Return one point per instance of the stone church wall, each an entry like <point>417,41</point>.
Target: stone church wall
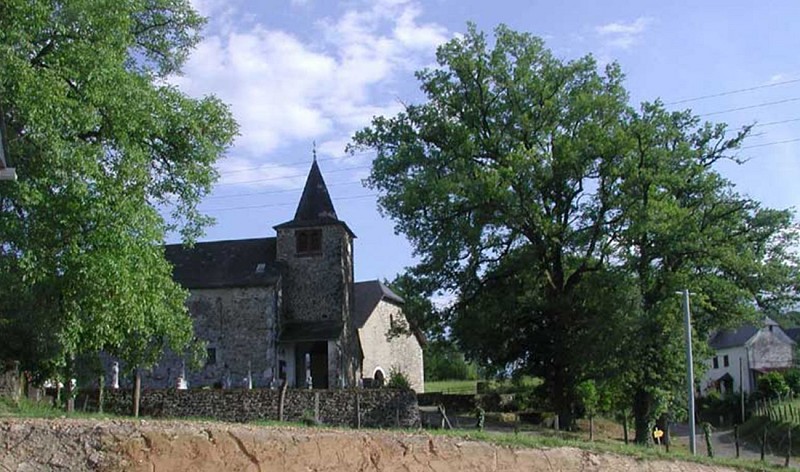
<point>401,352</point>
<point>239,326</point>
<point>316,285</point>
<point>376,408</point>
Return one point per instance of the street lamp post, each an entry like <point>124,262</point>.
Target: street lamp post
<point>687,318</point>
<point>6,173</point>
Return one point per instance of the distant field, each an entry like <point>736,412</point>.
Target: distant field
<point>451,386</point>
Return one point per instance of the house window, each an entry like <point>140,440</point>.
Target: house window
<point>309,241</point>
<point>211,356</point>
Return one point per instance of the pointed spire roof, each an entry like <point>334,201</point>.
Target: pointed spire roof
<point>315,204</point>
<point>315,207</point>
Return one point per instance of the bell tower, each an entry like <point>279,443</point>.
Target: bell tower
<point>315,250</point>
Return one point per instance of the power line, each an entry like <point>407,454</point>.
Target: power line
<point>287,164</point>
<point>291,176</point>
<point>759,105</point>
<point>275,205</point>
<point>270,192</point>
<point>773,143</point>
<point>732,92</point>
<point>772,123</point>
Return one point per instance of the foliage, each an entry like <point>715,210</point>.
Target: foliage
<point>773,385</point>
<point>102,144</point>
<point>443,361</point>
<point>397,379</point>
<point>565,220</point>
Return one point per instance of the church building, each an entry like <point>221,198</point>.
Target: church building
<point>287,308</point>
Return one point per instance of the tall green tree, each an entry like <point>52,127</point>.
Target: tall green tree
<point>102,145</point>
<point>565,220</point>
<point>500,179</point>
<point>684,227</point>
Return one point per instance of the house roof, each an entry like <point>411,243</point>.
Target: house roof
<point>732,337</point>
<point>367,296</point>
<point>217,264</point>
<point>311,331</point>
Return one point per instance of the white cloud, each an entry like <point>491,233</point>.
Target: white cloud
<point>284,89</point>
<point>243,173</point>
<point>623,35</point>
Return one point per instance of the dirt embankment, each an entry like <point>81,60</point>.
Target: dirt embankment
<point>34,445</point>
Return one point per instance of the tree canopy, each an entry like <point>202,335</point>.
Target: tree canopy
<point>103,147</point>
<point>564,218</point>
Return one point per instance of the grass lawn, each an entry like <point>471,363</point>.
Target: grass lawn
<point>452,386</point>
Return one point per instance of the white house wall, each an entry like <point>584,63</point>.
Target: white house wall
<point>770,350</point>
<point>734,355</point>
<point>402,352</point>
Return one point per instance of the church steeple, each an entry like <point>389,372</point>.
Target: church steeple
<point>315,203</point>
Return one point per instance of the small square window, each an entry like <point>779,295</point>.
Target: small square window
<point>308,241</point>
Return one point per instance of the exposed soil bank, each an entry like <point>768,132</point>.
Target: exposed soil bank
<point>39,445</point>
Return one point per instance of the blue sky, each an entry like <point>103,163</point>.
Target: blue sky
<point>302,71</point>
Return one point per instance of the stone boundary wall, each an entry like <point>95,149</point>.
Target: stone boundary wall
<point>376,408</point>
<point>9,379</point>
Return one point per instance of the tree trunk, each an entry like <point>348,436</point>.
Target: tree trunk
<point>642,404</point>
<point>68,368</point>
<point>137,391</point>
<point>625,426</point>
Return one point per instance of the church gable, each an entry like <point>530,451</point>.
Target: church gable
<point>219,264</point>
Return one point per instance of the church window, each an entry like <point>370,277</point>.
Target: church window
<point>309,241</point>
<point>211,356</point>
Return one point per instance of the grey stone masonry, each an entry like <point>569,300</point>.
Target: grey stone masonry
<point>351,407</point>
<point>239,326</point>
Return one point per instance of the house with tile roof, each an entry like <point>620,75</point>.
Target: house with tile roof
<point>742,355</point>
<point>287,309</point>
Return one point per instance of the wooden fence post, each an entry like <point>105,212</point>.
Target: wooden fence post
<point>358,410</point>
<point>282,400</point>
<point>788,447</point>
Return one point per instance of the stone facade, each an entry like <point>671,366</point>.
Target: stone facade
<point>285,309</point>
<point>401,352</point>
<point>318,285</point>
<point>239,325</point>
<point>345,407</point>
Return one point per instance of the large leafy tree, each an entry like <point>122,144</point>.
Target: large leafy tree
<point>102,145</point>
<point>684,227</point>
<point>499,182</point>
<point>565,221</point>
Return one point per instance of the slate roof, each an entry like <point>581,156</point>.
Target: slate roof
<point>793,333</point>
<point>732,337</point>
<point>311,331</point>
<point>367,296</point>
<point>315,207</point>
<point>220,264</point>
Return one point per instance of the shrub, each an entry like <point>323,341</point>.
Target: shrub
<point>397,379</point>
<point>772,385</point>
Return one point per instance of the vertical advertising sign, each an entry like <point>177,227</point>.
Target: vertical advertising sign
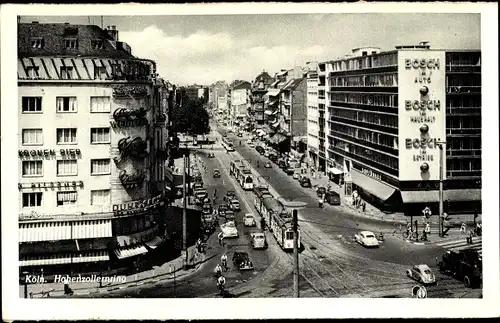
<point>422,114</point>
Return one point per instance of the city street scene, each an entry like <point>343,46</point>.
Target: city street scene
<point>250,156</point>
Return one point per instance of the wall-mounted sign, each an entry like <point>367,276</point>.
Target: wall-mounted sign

THE TASK: Retype the data exactly as it stands, but keep the images out of your copy.

ANSWER TO THE PROBLEM:
Return one point per instance of the stone church wall, each an entry like <point>417,41</point>.
Target: stone church wall
<point>401,352</point>
<point>239,326</point>
<point>316,285</point>
<point>376,408</point>
Return one point per instance of the street lamp post, each an entry like <point>124,262</point>.
Target: street lamp post
<point>687,318</point>
<point>6,173</point>
Return one point per instance of the distant field, each an entry like <point>736,412</point>.
Target: distant field
<point>451,386</point>
Return one point per instance of the house window, each an entry like <point>140,440</point>.
Target: house window
<point>309,241</point>
<point>211,356</point>
Return one point per instance of the pointed spire roof, each an entry like <point>334,201</point>.
Target: pointed spire roof
<point>315,204</point>
<point>315,207</point>
Return one point per instance of the bell tower, each an entry like <point>279,443</point>.
Target: bell tower
<point>315,250</point>
Return one point per instance of the power line, each an entry like <point>407,454</point>.
Target: power line
<point>287,164</point>
<point>291,176</point>
<point>759,105</point>
<point>275,205</point>
<point>270,192</point>
<point>773,143</point>
<point>732,92</point>
<point>772,123</point>
Return one point per instance of the foliage, each an entry like <point>715,210</point>.
Target: foliage
<point>773,385</point>
<point>102,144</point>
<point>443,361</point>
<point>397,379</point>
<point>565,220</point>
Return one point per instance of the church building, each an entry like <point>221,198</point>.
Target: church building
<point>287,308</point>
Return one point per instance of the tall green tree, each an entry like <point>52,127</point>.
Target: tall green tree
<point>102,145</point>
<point>565,220</point>
<point>500,179</point>
<point>684,227</point>
Return one point per instance of the house roof, each an entry like <point>411,243</point>.
Target: house roof
<point>732,337</point>
<point>367,296</point>
<point>217,264</point>
<point>311,331</point>
Return one point per instance of the white cloud, each an entry like <point>491,233</point>.
Target: white cloud
<point>284,89</point>
<point>243,173</point>
<point>623,35</point>
Return one point per instance of the dirt embankment, each an entry like <point>81,60</point>.
Target: dirt embankment
<point>34,445</point>
Return one point per instance of the tree canopy, each an entry like <point>202,335</point>.
Target: tree canopy
<point>103,147</point>
<point>564,218</point>
Return one point per instance of the grass lawn, each an entry like <point>471,363</point>.
Target: grass lawn
<point>452,386</point>
Return one point per instance of the white house wall, each an entry like <point>584,63</point>.
Target: white house wall
<point>770,350</point>
<point>734,355</point>
<point>402,352</point>
Return one point per instance of the church steeple, each an entry like <point>389,372</point>.
Target: church steeple
<point>315,203</point>
Return one point per instance of the small square window, each an entry like <point>779,295</point>.
Target: small square window
<point>308,241</point>
Return one point per instance of the exposed soil bank, each an entry like <point>768,132</point>.
Target: exposed soil bank
<point>39,445</point>
Return one point per instance of the blue sky, each an entry like <point>103,163</point>.
Target: blue sky
<point>302,71</point>
Return one point per instance of the stone boundary wall, each an entry like <point>95,149</point>.
Target: stone boundary wall
<point>376,408</point>
<point>9,379</point>
Return one point per instance of the tree trunk, each an entry like <point>348,436</point>.
Target: tree trunk
<point>642,404</point>
<point>68,368</point>
<point>137,391</point>
<point>625,426</point>
Return one point per instance of the church gable, each an entry like <point>530,451</point>.
Target: church gable
<point>219,264</point>
Return one point per instance of the church window, each an entry like <point>370,277</point>.
Target: church window
<point>309,241</point>
<point>211,356</point>
Return one point per instance of the grey stone masonry, each an entry like <point>569,300</point>.
Target: grey stone masonry
<point>351,407</point>
<point>239,326</point>
Return one point per instance of the house with tile roof, each an entry like <point>620,75</point>.
Target: house with tile roof
<point>742,355</point>
<point>287,309</point>
Return one point per instance of the wooden fence post, each an entry like <point>105,212</point>.
Target: wooden fence post
<point>358,410</point>
<point>282,400</point>
<point>788,447</point>
Return one point per instance of the stone facade, each an entry like <point>671,366</point>.
Target: stone facade
<point>285,309</point>
<point>401,352</point>
<point>318,285</point>
<point>239,325</point>
<point>345,407</point>
Return one point per instance of the large leafy tree, each an entry like <point>122,144</point>.
Target: large leafy tree
<point>102,145</point>
<point>684,227</point>
<point>499,182</point>
<point>565,221</point>
Return one point per instance of the slate roof, each an entry like <point>581,156</point>.
Target: slate roof
<point>793,333</point>
<point>732,337</point>
<point>311,331</point>
<point>367,296</point>
<point>315,207</point>
<point>220,264</point>
Return one point per instance of the shrub, each an entry like <point>323,341</point>.
Target: shrub
<point>397,379</point>
<point>772,385</point>
Return one point per instance of the vertical advertising sign, each an entry like <point>177,227</point>.
Target: vertical advertising sign
<point>422,114</point>
Return one point per instance of the city street scene, each an entry like <point>343,46</point>.
Target: city street scene
<point>250,156</point>
Return one point per instance of the wall-mounted sign, each an entry like <point>367,276</point>.
Target: wall-mounted sign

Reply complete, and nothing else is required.